--- Begin Data for processing ---

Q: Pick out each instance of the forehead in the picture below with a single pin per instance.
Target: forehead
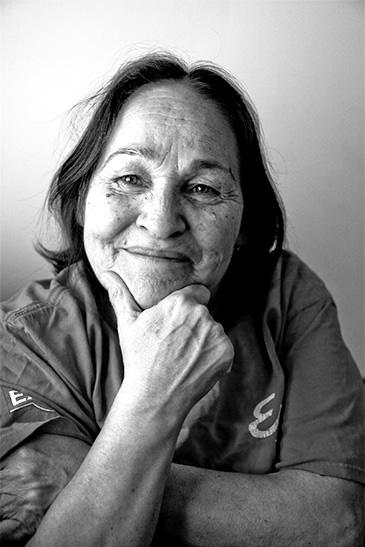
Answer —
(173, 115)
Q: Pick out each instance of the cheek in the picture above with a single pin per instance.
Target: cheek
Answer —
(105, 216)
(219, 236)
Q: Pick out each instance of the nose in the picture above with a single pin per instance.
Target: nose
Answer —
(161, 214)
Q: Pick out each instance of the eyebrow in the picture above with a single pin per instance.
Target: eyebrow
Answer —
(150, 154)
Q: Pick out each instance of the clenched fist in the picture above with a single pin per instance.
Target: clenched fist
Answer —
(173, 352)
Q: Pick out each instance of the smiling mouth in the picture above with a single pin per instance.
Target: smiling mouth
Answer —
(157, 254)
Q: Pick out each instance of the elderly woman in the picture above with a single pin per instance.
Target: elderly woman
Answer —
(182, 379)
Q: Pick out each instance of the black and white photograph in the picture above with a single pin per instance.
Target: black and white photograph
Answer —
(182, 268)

--- End Data for processing ---
--- Begin Data for processing ---

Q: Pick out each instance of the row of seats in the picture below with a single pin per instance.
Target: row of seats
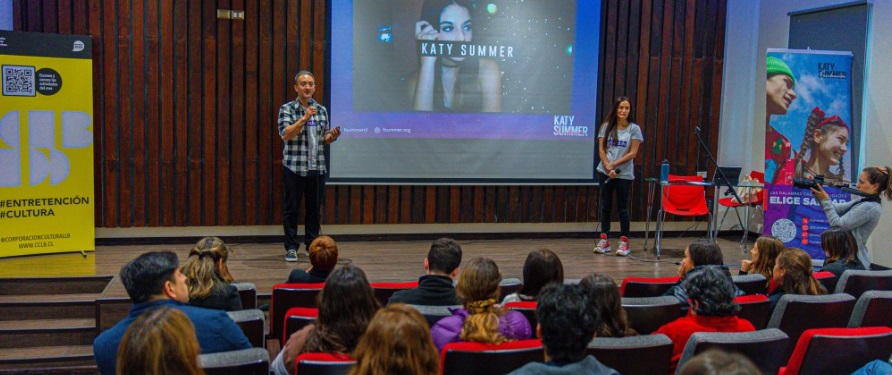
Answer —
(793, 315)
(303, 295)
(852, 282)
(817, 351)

--- End Data for processing ---

> Problem: Select each line of the material above that contains the word "mouth", treating uppercase and lowercase letters as distinct.

> Result below:
Q: Pick out each instance of the smiling mouth in the picture above with a single pin per instance.
Target: smiling mouth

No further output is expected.